◆ **Passage provided**
## START

Friday, January 4, 2013

Handling Untrusted JSON Safely

JSON (JavaScript Object Notation) is quickly becoming the de-facto way to transport structured text data over the Web, a job also performed by XML. JSON is a limited subset of the object literal notation inherent to JavaScript, so you can think of JSON as just a part of the JavaScript language. As a limited subset of JavaScript object notation, JSON objects can represent simple name-value pairs as well as lists of values.

BUT with JSON comes JavaScript and with JavaScript comes the potential for JavaScript Injection, the most critical type of Cross Site Scripting (XSS).

Just like XML, JSON data needs to be parsed to be utilized in software. The two major locations within a Web application architecture where JSON needs to be parsed are in the browser client-side and in application code on the server.

Parsing JSON can be a dangerous procedure if the JSON text contains untrusted data. For example, if you parse untrusted JSON in a browser using the JavaScript "eval" function, and the untrusted JSON text itself contains JavaScript code itself, the code will execute during parse time.

From http://www.json.org/js.html
"To convert a JSON text into an object, you can use the eval() function. eval() invokes the JavaScript compiler. Since JSON is a proper subset of JavaScript, the compiler will correctly parse the text and produce an object structure. The text must be wrapped in parens to avoid tripping on an ambiguity in JavaScript's syntax.
var myObject = eval('(' + myJSONtext + ')'); 
The eval function is very fast. However, it can compile and execute any JavaScript program, so there can be security issues."
So, the essential question is: How can programmers and applications parse untrusted JSON safely?

Parsing JSON safely, Client Side

The most common safe way to parse JSON safely in a modern browser is to utilize the JSON.parse method inherent to JavaScript. Here is a good reference that describes the state of JSON.parse browser support. And for legacy browsers that do not support native JSON parsing, there is always Douglas Crockfords JSON parsing library for legacy browsers.

Parsing JSON in the browser is often the result of an asynchronous request returning JSON to the browser. Another technique that is becoming more common is to embed JSON directly in a Web page server side, and then to parse and render that JSON in the browser. The mechanism of embedding JSON safely in a Web page is described here:

https://www.owasp.org/index.php/XSS_(Cross_Site_Scripting)_Prevention_Cheat_Sheet#RULE_.233.1_-_HTML_escape_JSON_values_in_an_HTML_context_and_read_the_data_with_JSON.parse

Step 1 includes embedded JSON on a web page safely through HTML Entity Encoding:

<span style="display:none" id="init_data">
    <%= data.to_json %>  <-- data is HTML escaped -->
 </span>

Step 2 and 3 includes decoding the JSON data and then parsing it safely.

## END

◆ **What to do**
Continue the post above on parsing untrusted JSON safely, starting after its last sentence.

◆ **Material shown**

## START

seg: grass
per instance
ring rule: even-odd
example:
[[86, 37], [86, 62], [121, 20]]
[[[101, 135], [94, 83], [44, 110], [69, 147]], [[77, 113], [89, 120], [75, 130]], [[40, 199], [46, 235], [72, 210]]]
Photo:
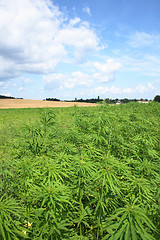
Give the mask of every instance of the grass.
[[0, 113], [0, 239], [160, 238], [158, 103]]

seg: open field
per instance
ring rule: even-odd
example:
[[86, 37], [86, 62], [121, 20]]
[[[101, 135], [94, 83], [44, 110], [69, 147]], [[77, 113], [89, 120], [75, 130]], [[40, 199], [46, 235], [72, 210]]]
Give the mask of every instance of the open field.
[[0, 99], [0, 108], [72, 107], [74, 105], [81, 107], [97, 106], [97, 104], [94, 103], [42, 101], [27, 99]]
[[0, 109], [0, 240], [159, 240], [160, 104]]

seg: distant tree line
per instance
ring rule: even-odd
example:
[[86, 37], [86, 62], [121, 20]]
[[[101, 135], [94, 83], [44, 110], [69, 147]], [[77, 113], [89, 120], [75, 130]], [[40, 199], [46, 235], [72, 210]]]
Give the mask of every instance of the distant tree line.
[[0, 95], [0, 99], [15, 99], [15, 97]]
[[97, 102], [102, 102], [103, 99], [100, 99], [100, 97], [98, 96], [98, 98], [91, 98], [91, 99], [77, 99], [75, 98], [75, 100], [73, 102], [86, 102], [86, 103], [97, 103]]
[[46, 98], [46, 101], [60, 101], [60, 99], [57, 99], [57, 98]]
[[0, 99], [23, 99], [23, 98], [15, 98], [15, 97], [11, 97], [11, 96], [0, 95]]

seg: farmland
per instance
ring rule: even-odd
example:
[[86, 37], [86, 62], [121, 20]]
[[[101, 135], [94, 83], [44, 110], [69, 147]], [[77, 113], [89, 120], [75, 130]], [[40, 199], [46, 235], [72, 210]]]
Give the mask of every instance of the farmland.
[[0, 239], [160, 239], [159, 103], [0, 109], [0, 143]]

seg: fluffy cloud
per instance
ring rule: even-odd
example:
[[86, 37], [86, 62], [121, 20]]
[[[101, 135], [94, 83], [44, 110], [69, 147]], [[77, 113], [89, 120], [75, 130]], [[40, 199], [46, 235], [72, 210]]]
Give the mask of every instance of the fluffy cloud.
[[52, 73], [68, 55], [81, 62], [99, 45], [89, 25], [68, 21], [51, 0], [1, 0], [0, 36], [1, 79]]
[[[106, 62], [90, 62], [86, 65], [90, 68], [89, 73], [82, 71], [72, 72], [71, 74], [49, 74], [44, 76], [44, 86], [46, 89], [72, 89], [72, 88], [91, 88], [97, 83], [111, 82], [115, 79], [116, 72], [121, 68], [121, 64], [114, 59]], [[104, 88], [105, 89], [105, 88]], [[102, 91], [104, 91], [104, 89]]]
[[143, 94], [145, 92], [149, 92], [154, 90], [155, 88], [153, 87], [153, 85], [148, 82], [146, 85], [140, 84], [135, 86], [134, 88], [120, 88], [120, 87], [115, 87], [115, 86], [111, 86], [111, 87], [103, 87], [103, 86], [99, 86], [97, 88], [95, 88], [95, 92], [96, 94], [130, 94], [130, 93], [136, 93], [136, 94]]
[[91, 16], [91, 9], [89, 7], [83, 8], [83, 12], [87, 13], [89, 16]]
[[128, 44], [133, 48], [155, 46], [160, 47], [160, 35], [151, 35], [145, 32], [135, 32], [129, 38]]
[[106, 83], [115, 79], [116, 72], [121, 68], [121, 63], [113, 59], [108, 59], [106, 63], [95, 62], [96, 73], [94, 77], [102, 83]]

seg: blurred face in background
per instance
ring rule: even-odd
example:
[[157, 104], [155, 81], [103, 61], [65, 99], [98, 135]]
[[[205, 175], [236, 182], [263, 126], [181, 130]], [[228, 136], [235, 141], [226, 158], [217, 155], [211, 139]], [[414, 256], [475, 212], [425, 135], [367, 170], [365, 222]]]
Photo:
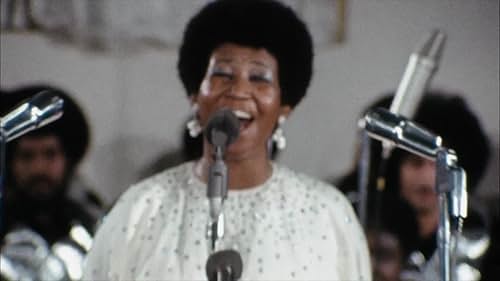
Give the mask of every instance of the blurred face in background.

## END

◆ **Written answer**
 <script>
    // unescapes the content of the span
    var jsonText = document.getElementById('init_data').innerHTML;
    // parse untrusted JSON safely
    var initData = JSON.parse(jsonText);
 </script>

Parsing JSON safely, Server Side

It's important to use a formal JSON parser when handling untrusted JSON on the server. For example, Java Programmers can utilize the OWASP JSON Sanitizer for Java. The OWASP JSON Sanitizer project aspires to accomplish the following goals.
"Given JSON-like content, converts it to valid JSON. 
This can be attached at either end of a data-pipeline to help satisfy Postel's principle: 
Be conservative in what you do, be liberal in what you accept from others            
Applied to JSON-like content from others, it will produce well-formed JSON that should satisfy any parser you use. 
Applied to your output before you send, it will coerce minor mistakes in encoding and make it easier to embed your JSON in HTML and XML."
The OWASP JSON Sanitizer project was created by and is maintained by Mike Samuel, an esteemed member of the Google Application Security Team. For more information on the OWASP JSON Sanitizer, please visit the OWASP JSON Sanitizer Google Code page.


I hope this article helps you on your way to safer parsing of JSON in your applications. Please drop me a line if you have any questions at jim@owasp.org.



Jim Manico is the VP of Security Architecture for WhiteHat Security, a web security firm. Jim is also a board member for the OWASP foundation where he manages and participates in several projects.




2 comments:

Unknown said...

Re: "Parsing JSON safely, Client Side"

Applying this strategy is a precursor to removing inline javascript from an application. All javascript can be moved to external files which means that you can apply a Content Security Policy response header that instructs the browser to prevent the execution of any javascript on the page (over simplified). This effectively eliminates stored and reflected XSS (but has no impact on DOM-based XSS afaict).

Great post!

Jim Manico said...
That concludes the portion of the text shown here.